Assignment. In the interview transcript, which part of New York City does Brademas say the university is located in?

Selected passage.

HEFFNER: Any signs of trouble at NYU?

BRADEMAS: No. I take great joy in the fact that I have the privilege of becoming the president of a splendid university located in the heart of a great and exciting city, and located in that part of New York City, Greenwich Village, which has become a symbol of American history of liveliness of mind and imagination. And you can see it physically when you go to Washington Square. And so I am well aware that there be all sorts of conditions of men and women there with all kinds of views, but I welcome that. That’s what a university ought to be.

HEFFNER: I meant really whether you see the university as now being pressured, whether you can point to pressure points given the moral majority’s attitudes.

BRADEMAS: I can only tell you that so far – and of course I’m just assuming the helm of New York University – I have not been subjected to that kind of pressure. That’s not been the case so far.

HEFFNER: Question: Just between the two of us, what’s the downside of going into academic life at this point? I won’t say going into politics, and academic life is politics, of course. But really, what are your concerns? Can you wake up in the middle of the night and think, “My gosh, I’m President of New York University”? What are those concerns?

Excerpts from a dataset:
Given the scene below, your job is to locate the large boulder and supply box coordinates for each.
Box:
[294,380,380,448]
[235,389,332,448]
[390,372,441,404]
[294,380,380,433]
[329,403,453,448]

Solution to this exercise. Greenwich Village